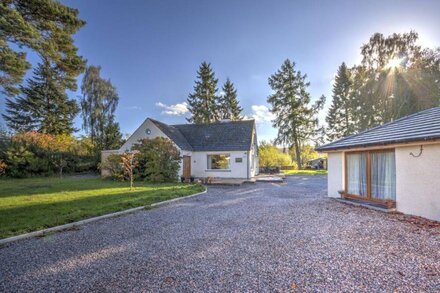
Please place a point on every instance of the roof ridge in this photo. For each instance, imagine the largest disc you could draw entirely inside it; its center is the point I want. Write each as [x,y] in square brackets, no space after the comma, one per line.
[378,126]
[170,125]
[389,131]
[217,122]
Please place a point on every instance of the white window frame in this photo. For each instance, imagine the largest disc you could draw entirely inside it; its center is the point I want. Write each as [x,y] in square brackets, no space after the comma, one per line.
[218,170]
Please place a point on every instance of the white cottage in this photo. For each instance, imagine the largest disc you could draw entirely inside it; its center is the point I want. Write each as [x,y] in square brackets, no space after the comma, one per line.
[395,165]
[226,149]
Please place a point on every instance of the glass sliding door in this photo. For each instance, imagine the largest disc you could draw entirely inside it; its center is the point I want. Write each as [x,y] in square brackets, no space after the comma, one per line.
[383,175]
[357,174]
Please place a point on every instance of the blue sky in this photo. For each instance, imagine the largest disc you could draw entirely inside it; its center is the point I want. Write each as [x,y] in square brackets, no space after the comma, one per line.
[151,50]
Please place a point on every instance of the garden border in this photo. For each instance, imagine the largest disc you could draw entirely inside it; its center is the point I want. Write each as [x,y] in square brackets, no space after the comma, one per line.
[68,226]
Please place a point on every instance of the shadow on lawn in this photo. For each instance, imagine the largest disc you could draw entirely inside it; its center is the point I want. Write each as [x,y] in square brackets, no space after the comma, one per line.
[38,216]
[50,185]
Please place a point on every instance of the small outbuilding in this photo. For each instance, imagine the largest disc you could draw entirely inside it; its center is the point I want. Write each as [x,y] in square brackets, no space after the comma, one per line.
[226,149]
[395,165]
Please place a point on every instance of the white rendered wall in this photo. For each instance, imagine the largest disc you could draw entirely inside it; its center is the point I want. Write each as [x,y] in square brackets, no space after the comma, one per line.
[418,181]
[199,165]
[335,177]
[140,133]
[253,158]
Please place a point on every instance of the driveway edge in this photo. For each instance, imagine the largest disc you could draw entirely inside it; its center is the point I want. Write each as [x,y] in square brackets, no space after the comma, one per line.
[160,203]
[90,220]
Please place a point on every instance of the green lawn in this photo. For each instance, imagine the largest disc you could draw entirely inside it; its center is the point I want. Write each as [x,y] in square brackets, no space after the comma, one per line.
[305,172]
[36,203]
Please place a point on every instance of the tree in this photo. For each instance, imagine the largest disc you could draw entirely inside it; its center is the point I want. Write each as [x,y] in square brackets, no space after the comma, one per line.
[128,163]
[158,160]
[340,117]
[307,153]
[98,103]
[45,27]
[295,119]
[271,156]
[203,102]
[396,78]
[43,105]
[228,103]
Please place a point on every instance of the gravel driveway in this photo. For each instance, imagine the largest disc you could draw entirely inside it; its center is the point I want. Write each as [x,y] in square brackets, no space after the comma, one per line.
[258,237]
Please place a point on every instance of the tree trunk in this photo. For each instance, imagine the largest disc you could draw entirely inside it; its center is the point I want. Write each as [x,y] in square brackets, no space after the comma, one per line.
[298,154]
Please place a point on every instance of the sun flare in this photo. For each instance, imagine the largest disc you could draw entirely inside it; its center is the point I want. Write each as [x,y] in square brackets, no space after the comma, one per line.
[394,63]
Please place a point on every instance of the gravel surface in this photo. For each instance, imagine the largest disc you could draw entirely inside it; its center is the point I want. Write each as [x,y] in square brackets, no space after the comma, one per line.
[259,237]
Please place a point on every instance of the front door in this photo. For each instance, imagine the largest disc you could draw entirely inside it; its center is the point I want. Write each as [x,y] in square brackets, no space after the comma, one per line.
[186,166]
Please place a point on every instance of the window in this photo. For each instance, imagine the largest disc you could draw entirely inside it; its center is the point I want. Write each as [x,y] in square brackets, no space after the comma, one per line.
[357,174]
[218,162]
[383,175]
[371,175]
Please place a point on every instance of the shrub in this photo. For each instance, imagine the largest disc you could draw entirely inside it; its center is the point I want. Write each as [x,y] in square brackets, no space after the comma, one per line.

---

Task brief: The records above are to be restated exactly, without their pictures.

The output:
Please place a point on every instance of the roof ridge in this photo. For each instance, imagine the largest disc you could draw entirely inside it; its center is the point I want. Write each as [x,y] in square brackets, no space after the comma, one per line.
[378,126]
[170,125]
[389,131]
[217,122]
Please place a point on every instance of the white window frame in this photo. For each instance, imagine the largest disc you could draw entirely inside it; its center is the point I want. Write each as [x,y] in square brackets, no space after the comma, one per line.
[218,170]
Please place a point on every instance of the white cottage in this photo. For each instance, imagine the largest disc you could draw entirely inside it; its center is the point I want. Write each as [x,y] in square brackets, no space after the comma, one per line.
[395,165]
[226,149]
Please place a point on every instance of the glass sliding door in this photo. For each instance, imagine the largest disc you could draw entirely inside it; its center is the point I want. Write each as [x,y] in square brackets, no space after the comma, one per line.
[383,175]
[357,174]
Please place a point on every instance of the blue sky in this photo. For each instance, imagine the largest disc you could draw entirely inside it; its center is the point I want. Write each as [x,y] in square brackets, no space after the comma, one per line.
[151,50]
Please place a point on every instance of the garden border in this photo. For each instance, imagine the largest disc you could draw entirely inside it; its center is the point I want. Write each as [x,y] in square brackets, no space after the comma, one per line.
[68,226]
Please place a point on every instance of the shadow on lawn in this photo. For each instance, imagine the largest disc you could draw entirely inside it; its center is the point I want. Write each as [x,y] in square brackets, no space after the comma, one per line.
[38,216]
[50,185]
Please place a point on every instance of the small outbuilding in this photo. For each instance, imagine the largest disc you could draw entirely inside it; its center is the point I want. Write each as [x,y] in square brackets, no space after the comma, one per line.
[226,149]
[395,165]
Please place a point on every instance of the white rendered wall in this photo. For each instance, imagine the largest disc you could draw entirely inside it; its center is the point I want. Write each as [x,y] in square brackets, no space after the comma, one per line.
[418,181]
[199,165]
[335,177]
[140,133]
[253,158]
Please place a point on every instance of the driveway edge in this photo. For each instance, imagine the largest disc you could draw entirely inside it; its center is the point I want. Write each as [x,y] in square brackets, no space after the comma, one per line.
[160,203]
[90,220]
Please place a point on every instance of the green lawn in this photo. For each instance, imagine the largest disc you could draw entirely inside it; its center is the point I want. Write each as [x,y] in square brackets, no space after the comma, one per line.
[305,172]
[36,203]
Please place a point on every instance of the tree in this photo. For each instance, imagine the largest disc you could draw entirely inside it; its center is the point I want. Write each as [x,y] in square brackets, no space after the comma, one per line.
[128,163]
[158,160]
[340,117]
[307,153]
[98,103]
[45,27]
[295,119]
[271,156]
[203,102]
[396,78]
[43,105]
[228,103]
Please place a point on every instance of the gravel driveway in this photo. For each instance, imagine the largest disc you could draw entirely inside it; its center is the point I want. Write each as [x,y] in square brackets, no space after the comma, one per line.
[258,237]
Please place a point on every instance of the tree trunk in this photo. For each instance, imagine the largest disc you could draw entirely inside it; its center is the point I want. Write each as [x,y] in square brackets, no space after the comma, one per line.
[298,154]
Please place a point on every instance of the sun flare in this photo. For each instance, imagine the largest disc you could draw entirely inside it; its center is the point I want. Write each as [x,y] in square brackets, no space after the comma, one per line.
[394,63]
Please place a point on every instance of the gravel surface in this photo. For each instance, imagine the largest disc you could draw entirely inside it; its center is the point I want. Write each as [x,y] in square brackets, no space after the comma, one per line.
[259,237]
Please place a point on every instance of the front door in this photo. For each instance, imagine the largest disc you could draw entirely inside it; its center is the point I want. Write each as [x,y] in square brackets, no space after the comma, one per line.
[186,166]
Please place a point on every instance of the window in this photo. For each instance, imagine the largest disc you could draw entirely inside it; its center is the point I want. Write each as [x,y] in square brackets, no space after the comma, one per line.
[357,174]
[218,162]
[383,175]
[371,175]
Please place a point on every instance of the shrub in this photo. For each instance, imagine the largest disc you could draw entirely inside it; its center is the point I want. Write each as [x,y] in square brackets, no space after the comma, one per line.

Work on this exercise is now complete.